***** Extrait fourni *****

Notre objectif est de poser le diagnostic d’un mal contre lequel les soins administrés risquent d’emporter le patient, l’Ukraine. Le zèle de ses puissants parrains risque de compromettre sa souveraineté, et la fronde révolutionnaire et contre révolutionnaire de ses nationaux est en passe d’altérer ses conditions d’existence en tant qu’État. Notre réflexion concerne la période des soubresauts politiques dont le point de départ se situe à novembre 2013. L’avenir est incertain pour en déterminer la limite.

Il convient de confronter les événements aux normes juridiques et conceptions doctrinales. Cela renseigne sur la méthodologie. De cette façon, le débat s’enrichit d’un apport théorique qui permet de s’éclairer dans le brouillard médiatique, de prendre une certaine distance face aux tendances politiques et idéologiques ainsi qu’aux considérations d’ordre économique et géostratégique.

Dans le souci d’examiner avec neutralité la problématique soulevée, la Constitution de la République d’Ukraine, la Charte de l’Organisation des Nations Unies et la jurisprudence de la Cour internationale de justice(CIJ) en matière de non ingérence offrent d’utiles matériaux. Le legs des théoriciens de l’État, classiques et modernes, est mis à contribution.

*****

» **Tâche assignée**
Pouvez-vous citer mot pour mot, dans l'extrait sur l'Ukraine, tout ce qui va de « Notre objectif est » jusqu'à « déterminer la limite. » ?

***** Entrées fournies *****

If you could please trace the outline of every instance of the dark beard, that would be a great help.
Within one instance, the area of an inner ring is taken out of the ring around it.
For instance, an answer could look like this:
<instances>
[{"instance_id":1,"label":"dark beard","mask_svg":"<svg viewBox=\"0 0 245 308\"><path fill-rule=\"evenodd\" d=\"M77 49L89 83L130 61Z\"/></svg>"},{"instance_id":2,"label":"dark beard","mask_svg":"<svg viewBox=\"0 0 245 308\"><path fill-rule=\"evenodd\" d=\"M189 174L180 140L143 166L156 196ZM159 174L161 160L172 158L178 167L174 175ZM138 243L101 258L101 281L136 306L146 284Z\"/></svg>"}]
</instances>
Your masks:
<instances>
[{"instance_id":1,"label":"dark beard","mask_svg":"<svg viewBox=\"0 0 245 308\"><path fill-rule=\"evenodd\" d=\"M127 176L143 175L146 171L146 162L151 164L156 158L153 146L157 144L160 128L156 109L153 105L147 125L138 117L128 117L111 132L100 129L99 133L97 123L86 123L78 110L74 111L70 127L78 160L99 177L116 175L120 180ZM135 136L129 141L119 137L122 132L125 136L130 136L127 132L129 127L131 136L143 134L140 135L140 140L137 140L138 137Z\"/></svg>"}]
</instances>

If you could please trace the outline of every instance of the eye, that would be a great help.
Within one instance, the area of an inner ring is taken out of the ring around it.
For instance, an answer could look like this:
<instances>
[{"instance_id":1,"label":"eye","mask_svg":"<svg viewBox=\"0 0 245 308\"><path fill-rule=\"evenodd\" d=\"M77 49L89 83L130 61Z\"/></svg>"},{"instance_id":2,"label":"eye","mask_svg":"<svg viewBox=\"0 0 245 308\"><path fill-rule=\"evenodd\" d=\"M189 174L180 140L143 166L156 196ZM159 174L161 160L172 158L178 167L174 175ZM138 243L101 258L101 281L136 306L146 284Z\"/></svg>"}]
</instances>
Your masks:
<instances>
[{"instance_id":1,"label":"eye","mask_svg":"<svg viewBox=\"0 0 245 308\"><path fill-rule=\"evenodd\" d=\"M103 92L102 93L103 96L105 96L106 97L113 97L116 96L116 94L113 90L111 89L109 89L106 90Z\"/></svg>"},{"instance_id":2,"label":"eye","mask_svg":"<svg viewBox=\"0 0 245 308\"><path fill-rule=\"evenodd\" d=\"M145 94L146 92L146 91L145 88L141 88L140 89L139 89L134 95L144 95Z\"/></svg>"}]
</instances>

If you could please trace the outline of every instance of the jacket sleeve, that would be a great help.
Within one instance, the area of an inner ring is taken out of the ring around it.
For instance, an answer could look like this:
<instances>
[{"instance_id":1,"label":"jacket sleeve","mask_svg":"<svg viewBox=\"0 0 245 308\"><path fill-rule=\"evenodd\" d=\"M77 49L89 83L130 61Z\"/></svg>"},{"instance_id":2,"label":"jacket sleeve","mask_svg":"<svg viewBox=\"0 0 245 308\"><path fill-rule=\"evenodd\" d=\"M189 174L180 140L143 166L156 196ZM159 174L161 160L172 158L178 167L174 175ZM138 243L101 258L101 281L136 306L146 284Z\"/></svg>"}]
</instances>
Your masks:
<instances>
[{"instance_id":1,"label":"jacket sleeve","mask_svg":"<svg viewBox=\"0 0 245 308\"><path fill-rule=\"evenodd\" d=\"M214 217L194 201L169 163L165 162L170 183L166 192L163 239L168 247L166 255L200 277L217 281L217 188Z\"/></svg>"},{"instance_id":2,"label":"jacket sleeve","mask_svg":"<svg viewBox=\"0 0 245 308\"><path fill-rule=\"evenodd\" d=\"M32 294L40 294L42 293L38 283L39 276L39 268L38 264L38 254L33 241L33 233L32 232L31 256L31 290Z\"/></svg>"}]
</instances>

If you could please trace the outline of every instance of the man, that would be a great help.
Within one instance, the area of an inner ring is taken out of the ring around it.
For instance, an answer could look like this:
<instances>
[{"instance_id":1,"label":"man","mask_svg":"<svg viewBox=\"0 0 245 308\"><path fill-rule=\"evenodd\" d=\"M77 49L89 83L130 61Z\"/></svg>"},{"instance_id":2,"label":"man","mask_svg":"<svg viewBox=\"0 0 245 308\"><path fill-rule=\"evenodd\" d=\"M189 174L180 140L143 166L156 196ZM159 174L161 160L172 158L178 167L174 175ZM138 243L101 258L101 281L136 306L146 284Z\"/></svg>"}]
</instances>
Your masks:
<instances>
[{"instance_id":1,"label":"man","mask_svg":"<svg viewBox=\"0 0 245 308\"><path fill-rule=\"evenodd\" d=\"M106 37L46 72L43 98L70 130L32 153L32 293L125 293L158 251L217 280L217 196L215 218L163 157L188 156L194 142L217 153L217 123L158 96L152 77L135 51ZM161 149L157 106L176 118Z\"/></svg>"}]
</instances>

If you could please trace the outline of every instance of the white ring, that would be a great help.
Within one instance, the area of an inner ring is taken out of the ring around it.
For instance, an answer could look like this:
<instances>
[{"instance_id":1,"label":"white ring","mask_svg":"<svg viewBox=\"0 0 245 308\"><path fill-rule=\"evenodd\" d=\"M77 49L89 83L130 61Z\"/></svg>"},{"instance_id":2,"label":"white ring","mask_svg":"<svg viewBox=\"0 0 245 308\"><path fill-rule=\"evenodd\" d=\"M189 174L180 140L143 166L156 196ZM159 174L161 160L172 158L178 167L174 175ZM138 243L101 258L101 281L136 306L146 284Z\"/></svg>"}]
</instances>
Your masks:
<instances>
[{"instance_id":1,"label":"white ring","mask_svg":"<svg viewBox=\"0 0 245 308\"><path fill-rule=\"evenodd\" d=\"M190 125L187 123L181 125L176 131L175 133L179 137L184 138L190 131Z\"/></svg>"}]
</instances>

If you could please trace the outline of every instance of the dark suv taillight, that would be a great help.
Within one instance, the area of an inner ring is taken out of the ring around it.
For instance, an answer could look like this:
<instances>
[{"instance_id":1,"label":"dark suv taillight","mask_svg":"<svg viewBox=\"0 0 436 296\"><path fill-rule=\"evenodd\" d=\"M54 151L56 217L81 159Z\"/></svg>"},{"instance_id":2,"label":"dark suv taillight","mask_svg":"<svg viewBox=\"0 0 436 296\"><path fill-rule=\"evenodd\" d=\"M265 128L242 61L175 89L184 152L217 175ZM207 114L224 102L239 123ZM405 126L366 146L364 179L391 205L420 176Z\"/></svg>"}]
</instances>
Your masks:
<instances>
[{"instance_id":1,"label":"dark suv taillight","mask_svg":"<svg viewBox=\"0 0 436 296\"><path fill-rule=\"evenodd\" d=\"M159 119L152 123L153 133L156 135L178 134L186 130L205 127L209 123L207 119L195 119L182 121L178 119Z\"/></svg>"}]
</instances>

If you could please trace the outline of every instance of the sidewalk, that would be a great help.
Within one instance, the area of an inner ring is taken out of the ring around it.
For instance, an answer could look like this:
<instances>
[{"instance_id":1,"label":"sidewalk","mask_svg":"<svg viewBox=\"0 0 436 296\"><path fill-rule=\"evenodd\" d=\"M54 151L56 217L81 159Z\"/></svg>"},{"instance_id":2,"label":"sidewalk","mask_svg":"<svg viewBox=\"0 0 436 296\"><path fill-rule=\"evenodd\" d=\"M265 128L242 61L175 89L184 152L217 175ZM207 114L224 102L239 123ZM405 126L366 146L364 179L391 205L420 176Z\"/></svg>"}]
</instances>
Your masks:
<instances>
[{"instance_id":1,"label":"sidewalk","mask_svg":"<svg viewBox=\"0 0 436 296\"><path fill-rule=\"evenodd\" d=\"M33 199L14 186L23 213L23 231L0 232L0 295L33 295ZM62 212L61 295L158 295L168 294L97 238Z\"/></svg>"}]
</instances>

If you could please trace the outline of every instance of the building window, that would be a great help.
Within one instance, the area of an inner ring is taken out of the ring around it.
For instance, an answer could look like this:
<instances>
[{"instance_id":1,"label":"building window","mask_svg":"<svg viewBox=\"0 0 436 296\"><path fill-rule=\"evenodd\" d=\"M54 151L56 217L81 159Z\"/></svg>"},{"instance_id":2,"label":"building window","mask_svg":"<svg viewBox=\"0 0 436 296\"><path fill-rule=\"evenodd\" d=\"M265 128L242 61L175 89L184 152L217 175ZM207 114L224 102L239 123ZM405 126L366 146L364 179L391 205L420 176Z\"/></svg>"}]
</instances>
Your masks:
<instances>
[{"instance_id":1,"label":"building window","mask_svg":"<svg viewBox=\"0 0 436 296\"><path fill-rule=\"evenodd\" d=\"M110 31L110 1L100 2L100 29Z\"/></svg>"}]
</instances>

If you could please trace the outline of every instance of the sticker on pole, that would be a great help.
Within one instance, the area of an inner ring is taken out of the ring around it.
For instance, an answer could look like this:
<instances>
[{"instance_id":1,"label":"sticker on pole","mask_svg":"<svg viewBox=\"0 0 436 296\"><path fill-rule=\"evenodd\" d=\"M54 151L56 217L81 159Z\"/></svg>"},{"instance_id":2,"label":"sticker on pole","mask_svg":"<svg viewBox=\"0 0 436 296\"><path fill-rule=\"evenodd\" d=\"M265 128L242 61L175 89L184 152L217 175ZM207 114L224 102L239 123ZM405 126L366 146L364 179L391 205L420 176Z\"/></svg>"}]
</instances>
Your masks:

*****

» **Réponse rédigée**
Notre objectif est de poser le diagnostic d’un mal contre lequel les soins administrés risquent d’emporter le patient, l’Ukraine. Le zèle de ses puissants parrains risque de compromettre sa souveraineté, et la fronde révolutionnaire et contre révolutionnaire de ses nationaux est en passe d’altérer ses conditions d’existence en tant qu’État. Notre réflexion concerne la période des soubresauts politiques dont le point de départ se situe à novembre 2013. L’avenir est incertain pour en déterminer la limite.